Quoted passage:

Nonetheless, the Commission found that Transco’s filing has not been shown to be just and reasonable, suspended the effectiveness of the filing for the maximum five-month period, and set the matter for hearing. As part of the hearing process, Commission staff was directed to conduct a technical conference.

2. Guardian Pipeline, L.L.C. RP23-92-000

On February 15, 2023, the Commission approved an uncontested rate settlement which was the culmination of a Natural Gas Act (NGA) section 5 investigation of the justness and reasonableness of Guardian Pipeline, L.L.C.’s (Guardian) rates. Based on Form 2 data (annual financial reports to FERC) for the years 2019 and 2020, Commission staff estimated that Guardian garnered a return on equity of 16.1% in 2019 and 20.8% in 2020. Finding that this level of return might render Guardian’s rates unjust and unreasonable, the Commission instituted an investigation. Guardian filed a settlement proposing to reduce rates over three periods, beginning April 1, 2023. The settlement establishes a moratorium, through April 1, 2026, for both Guardian filing a new rate case under NGA section 4 or settling parties and the Commission seeking to change rate under NGA section 5. Guardian will be required to file an NGA section 4 general rate case to be effective no later than April 1, 2027. The settlement provides that the standard of review for any proposed modifications to the settlement filed by the Commission or by non-contesting parties acting unanimously or any third party, will be the ordinary just and reasonable standard, while the standard for review for requests by fewer than all of the non-contesting parties will be the more stringent “public interest” standard.

E. Major Tariff/Service Issues

1. Equitrans, L.P. RP23-694-000

On May 19, 2023, the Commission accepted certain proposed tariff changes and rejected a proposed change filed by Equitrans, L.P. (Equitrans) concerning contracting for negotiated and discounted rate service. Equitrans proposed: 1) to set forth the circumstances where it may seek a discount-type adjustment for negotiated rate agreements; 2) add a clause to the pro forma contract stating that a discounted or negotiated rate was required by competition; and 3) allow for multiple rate agreements within a single service agreement.

As to the first proposed change, which sets forth the burden of proof, Equitrans must satisfy in a future general rate case to obtain a discount-type adjustment for a negotiated rate agreement (a showing that the negotiated rate was required to meet competition and that an adjustment to the rates will not have an adverse impact on recourse rate shippers) the Commission accepted the provision, as it has done with other pipelines, because it recites the burden of proof established by the Commission in its own Alternative Rate Policy Statement.

However, the Commission rejected putting into the pro forma service agreement a provision which states that the customer agrees that it has competitive alternatives and that the negotiated rate reflects the market rates for pipeline capacity at this time and are necessary to meet competition and for the customer to contract for capacity on Equitrans. The Commission noted that it has rejected similar proposals and Equitrans failed to argue that the Commission should reconsider its reasoning. The Commission noted that it already allows Equitrans to require the customer to provide documentation supporting any request for a discount; a mandatory clause added to all contracts, by contrast, documents neither the intent of the parties nor the market conditions at the time of contracting.

Task goal: Please transcribe the pipeline rate summary from "E. Major Tariff/Service" through "single service agreement.".

(Records)
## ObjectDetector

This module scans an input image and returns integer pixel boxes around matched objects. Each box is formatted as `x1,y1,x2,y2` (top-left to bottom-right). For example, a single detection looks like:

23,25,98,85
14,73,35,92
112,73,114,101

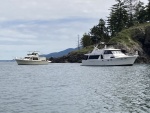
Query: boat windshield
25,57,30,59
112,50,123,54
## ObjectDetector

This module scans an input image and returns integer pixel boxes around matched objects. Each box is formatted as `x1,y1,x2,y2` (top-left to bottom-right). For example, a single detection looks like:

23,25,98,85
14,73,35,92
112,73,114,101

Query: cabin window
112,51,122,54
33,57,38,60
104,50,112,54
25,57,30,59
89,55,99,59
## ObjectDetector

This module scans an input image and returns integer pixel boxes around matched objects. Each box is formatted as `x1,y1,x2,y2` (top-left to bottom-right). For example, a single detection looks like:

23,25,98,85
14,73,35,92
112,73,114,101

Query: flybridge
82,45,138,66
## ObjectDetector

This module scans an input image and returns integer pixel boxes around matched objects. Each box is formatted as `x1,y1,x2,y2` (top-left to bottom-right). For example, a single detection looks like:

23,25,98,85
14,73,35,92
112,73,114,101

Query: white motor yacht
15,51,51,65
82,45,138,66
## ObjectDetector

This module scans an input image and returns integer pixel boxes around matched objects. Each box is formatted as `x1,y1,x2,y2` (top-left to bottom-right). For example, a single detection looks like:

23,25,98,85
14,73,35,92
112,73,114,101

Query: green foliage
81,33,92,47
90,19,109,44
108,0,128,36
146,0,150,21
134,2,147,23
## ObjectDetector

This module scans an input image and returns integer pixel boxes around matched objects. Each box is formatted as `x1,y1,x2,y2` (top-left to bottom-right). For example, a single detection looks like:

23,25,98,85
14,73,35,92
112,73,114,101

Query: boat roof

Full output:
E. Major Tariff/Service Issues

1. Equitrans, L.P. RP23-694-000

On May 19, 2023, the Commission accepted certain proposed tariff changes and rejected a proposed change filed by Equitrans, L.P. (Equitrans) concerning contracting for negotiated and discounted rate service. Equitrans proposed: 1) to set forth the circumstances where it may seek a discount-type adjustment for negotiated rate agreements; 2) add a clause to the pro forma contract stating that a discounted or negotiated rate was required by competition; and 3) allow for multiple rate agreements within a single service agreement.